Still Life and Feminine Space, co-authored with Andrea Kurtz

The husband must be on the street to practise his trade
The wife must stay at home to be in the kitchen
The diligent practice of street wisdom may in the man be
praised
But with the delicate wife, there should be quiet and steady
ways
So you, industrious husband, go earn your living
While you, O young wife, attend to your household - Jacob Cats

In his article “Still Life and ‘Feminine’ Space” Norman Bryson discusses gendered spaces and how gender roles within these spaces figure in still life scenes. In his argument, Bryson uses genre scenes as a frame for interpreting still lifes. However, his argument hastily defines feminine space in terms of genre scenes and subsequently links domestic areas with the space of still life scenes. In oversimplifying the impact of society on the division of gender roles in different spaces, he leaves out the important aspects of spectatorship and cultural context.

Several inconsistencies in Bryson’s argument indicate that a discussion of audience and cultural practices is necessary. Although the article does not focus exclusively on Dutch art, the examples we will discuss in this essay come from the Dutch tradition. We will look specifically at the motif of the table as an indicator of spatial definition in both genre painting and still life. Before we analyze still life and genre painting more critically, we will first present a brief overview of Bryson’s argument.

Bryson begins the chapter with an analysis of forms. He states that forms such as jugs, plates, and bowls are purely functional and therefore “indestructible” (137). Because these objects transcend history and culture, they are threatening to individuality. Bryson claims that because these forms do not need human intervention, they threaten the human’s role in the world (138). Artistic compositions containing familiar forms like the bowl and bottles in Coster’s White Soup Bowl are “overlooked” (140) because they are so mundane. In this way, the forms can be threatening but at the same time overlooked. Bryson regards trompe l’oeil still life paintings as images of “the world minus human consciousness, the look of the world before our entry into it or after our departure from it” (143). To him, these pictures are more threatening because they involve even less human presence than regular still lifes which often appear as though an artist has set them up to-be-looked-at.

Bryson proceeds to speak about dichotomies of high and low subjects and constative and performative levels in genre painting. The constative level of a painting is its literal message, while the performative level is how the artist chooses to express the message. As Bryson demonstrates that usually the constative level of the painting takes precedent over the performative. However, in paintings like Pieter’s Aertsen’s The Butcher’s Stall, the constative and performative levels are reversed. In this case, the meaning of the painting is subordinated to how the artist presents the story. The Biblical narrative of the Flight into Egypt is difficult to see, and once the viewer notices it, the display of meat impacts his interpretation. The high of a Biblical painting is also transformed to the low of a still life because of the reversal of scale of both low-life and historical aspects (147-149). Bryson establishes here that the spaces within an artistic composition can influence the viewer’s interpretation.

Using Vermeer’s Soldier and Laughing Girl, he argues that interior space is domestic, and in its domesticity is inherently feminine. He makes the claim that since still lifes are situated on tables, they are in domestic spaces. Bryson claims that in Soldier and Laughing Girl the viewer can see that the man is uncomfortable in the feminine interior. He points out that the man still has his hat on, which shows he has just been outside, and the hat itself intersects with the map on the wall to indicate the man’s worldliness. In addition, the man’s “formally crooked elbow” (159) marks his discomfort. On the other hand, the woman is “truly at home in the interior world” (159). She is reposed, her hands are folded, and “no such awkwardness attends [her]” (159). With his comments on genre scenes, Bryson sets up his discussion of still lifes.

> _Provided material_
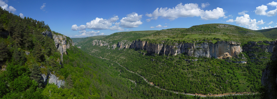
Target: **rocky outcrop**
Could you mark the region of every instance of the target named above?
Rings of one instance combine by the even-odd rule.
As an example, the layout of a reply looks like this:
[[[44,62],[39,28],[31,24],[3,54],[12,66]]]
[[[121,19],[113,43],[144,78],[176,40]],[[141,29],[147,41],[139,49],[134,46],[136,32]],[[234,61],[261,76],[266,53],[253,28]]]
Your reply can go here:
[[[185,53],[196,57],[222,59],[224,57],[236,56],[242,51],[240,44],[234,42],[218,41],[212,43],[174,43],[171,45],[150,43],[147,41],[135,40],[131,42],[126,41],[118,42],[119,48],[133,48],[145,50],[148,53],[176,55]]]
[[[73,46],[74,46],[72,40],[68,40],[67,43],[67,39],[66,36],[64,35],[56,35],[55,34],[53,34],[53,38],[54,39],[54,42],[55,42],[56,47],[57,48],[57,49],[60,52],[61,55],[61,59],[62,61],[62,57],[64,53],[65,53],[66,55],[66,49],[69,48],[70,46],[70,44],[72,44]]]
[[[96,39],[92,41],[92,45],[100,45],[100,46],[106,46],[109,45],[108,42],[101,40]]]
[[[243,46],[243,49],[245,52],[261,50],[265,52],[272,53],[274,51],[276,43],[275,41],[250,42]]]
[[[276,47],[276,43],[274,44],[274,47]],[[263,72],[261,80],[266,91],[267,94],[265,96],[271,99],[277,98],[277,48],[276,49],[271,57],[271,62]]]
[[[41,75],[42,79],[43,80],[44,85],[47,84],[47,81],[48,83],[54,83],[55,85],[58,86],[58,88],[59,88],[61,86],[64,85],[65,82],[64,80],[59,80],[59,77],[57,77],[55,75],[52,73],[48,74],[47,75],[43,74]]]
[[[41,33],[43,36],[47,36],[51,39],[53,38],[53,37],[52,35],[52,32],[50,31],[45,30]]]

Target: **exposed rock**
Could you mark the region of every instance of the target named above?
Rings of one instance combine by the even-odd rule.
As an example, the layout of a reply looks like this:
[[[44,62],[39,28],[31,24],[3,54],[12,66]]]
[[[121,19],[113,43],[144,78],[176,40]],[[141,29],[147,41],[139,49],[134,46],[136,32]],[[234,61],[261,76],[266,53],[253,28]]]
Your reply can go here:
[[[53,38],[55,42],[56,47],[57,49],[60,52],[61,55],[61,58],[62,61],[62,57],[64,53],[66,55],[66,49],[69,48],[70,46],[70,44],[72,44],[72,46],[74,46],[74,43],[72,40],[69,40],[68,44],[66,43],[66,37],[65,35],[56,35],[53,34]]]
[[[41,34],[42,34],[42,35],[43,35],[43,36],[47,36],[51,39],[53,38],[53,37],[52,36],[52,32],[51,32],[51,31],[45,30]]]
[[[275,44],[276,41],[271,42],[268,41],[260,41],[257,42],[248,42],[248,44],[245,45],[243,47],[243,51],[244,52],[251,51],[255,51],[258,50],[262,50],[262,51],[265,52],[273,53],[274,49],[275,47]],[[259,43],[263,43],[269,44],[258,44]],[[251,54],[249,55],[250,56],[254,55],[253,54]]]
[[[274,47],[276,47],[276,43],[275,43]],[[261,80],[262,84],[264,86],[264,89],[267,91],[265,96],[271,99],[277,98],[277,48],[276,49],[271,57],[271,62],[268,64],[263,72]]]
[[[2,71],[6,71],[6,67],[7,67],[7,65],[2,66],[2,68],[1,68],[1,70]]]
[[[48,80],[48,83],[54,83],[55,85],[58,86],[58,88],[59,88],[62,86],[64,85],[65,82],[64,80],[59,80],[59,77],[57,77],[55,75],[52,73],[48,74],[47,76],[44,74],[43,74],[42,77],[43,77],[43,78],[45,84],[46,83],[46,82]]]
[[[26,55],[29,55],[29,54],[30,54],[30,52],[29,52],[29,51],[25,51],[25,53],[26,53]]]

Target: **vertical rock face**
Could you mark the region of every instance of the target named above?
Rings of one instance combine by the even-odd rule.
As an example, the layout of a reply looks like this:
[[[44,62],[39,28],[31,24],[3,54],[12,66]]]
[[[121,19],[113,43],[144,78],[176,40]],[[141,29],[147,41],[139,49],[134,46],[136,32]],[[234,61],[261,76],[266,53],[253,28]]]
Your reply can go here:
[[[53,39],[56,45],[57,49],[60,52],[62,55],[61,56],[62,61],[62,57],[64,53],[66,55],[66,49],[69,48],[71,44],[72,46],[74,46],[73,42],[72,40],[68,41],[68,44],[66,43],[66,37],[65,35],[56,35],[53,34]]]
[[[272,53],[274,52],[276,43],[276,41],[249,42],[243,46],[243,50],[244,51],[248,51],[261,50],[265,52]]]
[[[276,47],[276,43],[274,44]],[[271,62],[263,72],[261,80],[262,84],[264,86],[267,91],[265,96],[271,99],[277,98],[277,49],[275,49],[271,57]]]
[[[44,31],[41,33],[44,36],[48,36],[53,39],[55,42],[57,49],[61,55],[61,59],[62,61],[64,53],[65,53],[66,55],[67,54],[66,49],[69,48],[70,47],[71,44],[72,44],[71,45],[74,46],[74,43],[72,40],[66,39],[66,37],[65,35],[52,34],[50,31]],[[67,41],[67,40],[68,41]],[[47,74],[47,75],[43,74],[42,74],[41,79],[43,80],[45,85],[48,83],[47,81],[48,81],[48,83],[54,83],[55,85],[58,86],[58,88],[59,88],[61,86],[64,85],[65,82],[64,80],[59,80],[59,77],[57,77],[54,74],[51,73]]]
[[[59,88],[62,86],[64,85],[64,80],[59,79],[59,77],[57,77],[54,74],[50,73],[49,75],[49,80],[48,83],[54,83],[58,86],[58,88]]]
[[[149,43],[145,41],[136,40],[131,43],[126,41],[119,42],[118,47],[145,50],[148,53],[157,54],[177,54],[185,53],[197,57],[222,58],[224,56],[236,56],[242,51],[240,44],[234,42],[218,41],[213,43],[174,43],[171,45]]]

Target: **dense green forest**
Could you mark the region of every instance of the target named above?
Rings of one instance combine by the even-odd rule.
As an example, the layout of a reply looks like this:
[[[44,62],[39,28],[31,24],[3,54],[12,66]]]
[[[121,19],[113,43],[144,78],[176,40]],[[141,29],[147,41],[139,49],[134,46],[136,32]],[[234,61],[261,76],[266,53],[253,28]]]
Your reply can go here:
[[[42,33],[45,31],[52,32],[52,33],[57,35],[62,35],[52,31],[48,25],[45,25],[43,21],[38,21],[29,17],[22,18],[0,8],[0,68],[1,69],[0,70],[0,98],[203,98],[197,96],[176,94],[169,91],[161,90],[150,85],[139,75],[128,71],[125,68],[120,66],[117,63],[112,61],[101,59],[92,56],[75,46],[71,46],[70,48],[67,50],[66,55],[64,55],[63,57],[61,57],[61,54],[57,50],[53,39],[48,36],[43,36],[41,34]],[[148,33],[154,32],[155,31],[148,31],[149,32]],[[137,33],[135,33],[134,34]],[[148,35],[148,34],[137,35],[139,36],[145,36]],[[99,37],[100,38],[102,37]],[[67,37],[67,39],[69,40],[70,39],[69,37]],[[126,57],[127,58],[130,58],[132,55],[140,55],[138,52],[134,51],[134,50],[130,49],[127,50],[130,52],[131,54],[129,56]],[[114,53],[119,55],[126,57],[125,54],[124,54],[124,52],[123,51],[123,50],[117,51]],[[122,54],[122,53],[123,54]],[[97,55],[94,56],[97,56]],[[151,73],[149,74],[153,75],[153,76],[155,76],[154,77],[171,77],[171,76],[161,76],[161,75],[163,73],[165,75],[170,74],[169,73],[177,73],[174,71],[178,70],[178,69],[176,69],[178,67],[185,68],[184,70],[186,69],[187,71],[191,71],[194,69],[197,69],[197,68],[196,68],[196,66],[200,65],[201,63],[190,61],[187,62],[180,62],[178,61],[178,59],[183,59],[183,58],[195,58],[188,57],[184,55],[169,56],[168,56],[169,58],[165,58],[165,59],[162,59],[165,57],[164,56],[147,56],[142,57],[141,59],[132,59],[132,60],[131,60],[135,61],[138,61],[136,60],[141,59],[142,62],[148,62],[149,59],[154,59],[155,61],[152,61],[152,62],[150,62],[149,63],[150,64],[153,64],[154,62],[157,62],[156,61],[163,60],[164,62],[157,64],[155,66],[166,63],[170,65],[169,65],[169,66],[168,67],[163,66],[165,67],[163,68],[164,68],[165,69],[167,69],[166,70],[174,71],[170,73],[162,71],[163,72],[159,73],[159,74],[156,73],[157,73],[150,72]],[[61,61],[61,58],[63,59],[63,61]],[[111,59],[113,59],[111,58]],[[208,58],[203,59],[210,61],[211,63],[208,64],[211,64],[220,62],[220,63],[219,64],[215,64],[216,66],[226,69],[224,70],[224,71],[229,73],[230,74],[228,74],[228,75],[232,75],[227,77],[228,78],[232,77],[239,78],[237,80],[235,79],[234,81],[230,81],[232,82],[232,84],[235,85],[240,86],[240,84],[239,84],[240,83],[247,81],[242,81],[242,78],[240,78],[236,75],[237,75],[234,74],[235,72],[238,71],[238,69],[242,68],[245,71],[253,69],[253,71],[255,71],[255,70],[258,69],[256,68],[259,68],[258,66],[255,66],[253,67],[254,68],[248,69],[248,67],[243,67],[243,66],[240,65],[232,67],[229,66],[230,64],[223,61]],[[124,63],[123,62],[124,60],[121,61],[114,59],[113,60],[117,61],[124,66],[129,66],[129,64],[133,64],[130,62]],[[189,62],[190,63],[189,63]],[[177,89],[176,90],[175,89],[178,88],[176,87],[172,87],[171,86],[172,84],[170,84],[170,82],[163,82],[162,80],[158,81],[153,78],[149,78],[149,76],[147,76],[145,74],[145,72],[148,71],[145,71],[145,69],[149,69],[148,68],[144,68],[145,67],[140,67],[139,65],[141,63],[134,63],[138,64],[137,65],[134,64],[134,66],[138,67],[133,69],[131,69],[131,68],[132,67],[130,66],[126,66],[126,67],[128,69],[139,73],[140,74],[149,79],[150,81],[157,84],[155,84],[158,86],[162,87],[161,85],[164,83],[164,82],[166,82],[166,84],[164,84],[168,85],[168,87],[165,86],[163,88],[186,92],[195,92],[195,93],[205,93],[207,92],[210,92],[209,91],[199,91],[201,92],[201,93],[199,93],[198,92],[198,91],[196,90],[199,89],[199,87],[196,86],[199,85],[194,85],[195,86],[195,87],[190,86],[192,84],[199,84],[199,83],[203,83],[196,82],[196,79],[191,80],[192,83],[190,83],[191,84],[188,84],[184,87],[187,88],[194,88],[192,90],[187,91],[180,89]],[[176,65],[175,63],[180,64]],[[201,66],[207,68],[206,65],[203,65]],[[183,67],[184,65],[186,66],[185,67]],[[217,73],[224,73],[216,71],[217,67],[211,68],[212,69],[208,71],[215,72]],[[154,69],[149,70],[158,70],[159,69],[154,68],[153,69]],[[227,69],[230,70],[227,70]],[[244,70],[243,69],[242,70]],[[141,71],[139,72],[139,71]],[[202,71],[202,72],[207,72]],[[258,71],[257,72],[260,71]],[[65,81],[65,84],[60,88],[58,88],[56,85],[53,84],[47,84],[48,83],[47,82],[45,84],[41,78],[42,74],[53,72],[55,72],[55,75],[59,77],[59,79],[64,80]],[[250,75],[249,74],[249,73],[250,72],[245,73],[245,75]],[[187,74],[185,73],[181,73]],[[196,75],[196,73],[197,73],[192,72],[190,73],[190,74],[195,75],[194,76],[196,78],[199,77]],[[258,83],[255,82],[258,80],[257,80],[258,79],[259,76],[255,77],[257,75],[255,73],[253,75],[253,78],[254,79],[253,80],[255,81],[251,82],[254,82],[251,83],[255,83],[253,84],[259,85],[260,84]],[[245,76],[246,75],[248,75]],[[173,76],[176,75],[173,74],[172,76]],[[211,76],[209,75],[207,76]],[[210,77],[211,79],[214,77],[216,78],[223,77],[221,76],[215,77]],[[222,80],[220,79],[218,79],[218,80],[225,80],[225,79],[224,79],[225,78],[224,78]],[[173,80],[176,79],[174,78]],[[202,82],[205,81],[201,80],[199,81]],[[178,82],[177,82],[181,81],[182,80],[171,82],[178,84]],[[211,83],[212,83],[213,82],[211,82]],[[169,84],[167,84],[167,83]],[[229,84],[226,85],[230,85],[229,84]],[[235,85],[233,85],[235,86]],[[235,88],[236,88],[235,89],[236,90],[241,90],[239,88],[238,89],[237,87]],[[248,90],[253,90],[253,92],[257,91],[258,88],[256,88],[255,86],[250,85],[249,88],[246,89]],[[216,90],[218,91],[217,92],[225,92],[218,89],[216,89]],[[259,98],[260,97],[260,95],[257,94],[248,95],[224,96],[222,97],[208,97],[205,98]]]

> _Work to do_
**1.** Write down the essay responding to Bryson word for word, from "Several inconsistencies in" through "of Bryson’s argument.".
**2.** Answer these from the essay responding to Bryson:
(a) What page is cited for Bryson's claim that forms such as jugs, plates, and bowls are "indestructible"?
(b) Which Biblical narrative is difficult to see in The Butcher's Stall?
(c) In Soldier and Laughing Girl, what does the man's hat intersect with?
**3.** Does the essay responding to Bryson support each statement below? Answer yes or no, and quote the words that decide it.
(a) The examples the essay discusses come from the Dutch tradition.
(b) Bryson finds trompe l'oeil paintings less threatening than regular still lifes.
(c) The woman in Soldier and Laughing Girl is described as having her hands folded.

> _Solutions to the exercise_
**1.**
Several inconsistencies in Bryson’s argument indicate that a discussion of audience and cultural practices is necessary. Although the article does not focus exclusively on Dutch art, the examples we will discuss in this essay come from the Dutch tradition. We will look specifically at the motif of the table as an indicator of spatial definition in both genre painting and still life. Before we analyze still life and genre painting more critically, we will first present a brief overview of Bryson’s argument.

**2.**
(a) Page 137.
(b) The Flight into Egypt.
(c) The map on the wall.

**3.**
(a) Yes: "the examples we will discuss in this essay come from the Dutch tradition"
(b) No: "To him, these pictures are more threatening because they involve even less human presence than regular still lifes"
(c) Yes: "She is reposed, her hands are folded"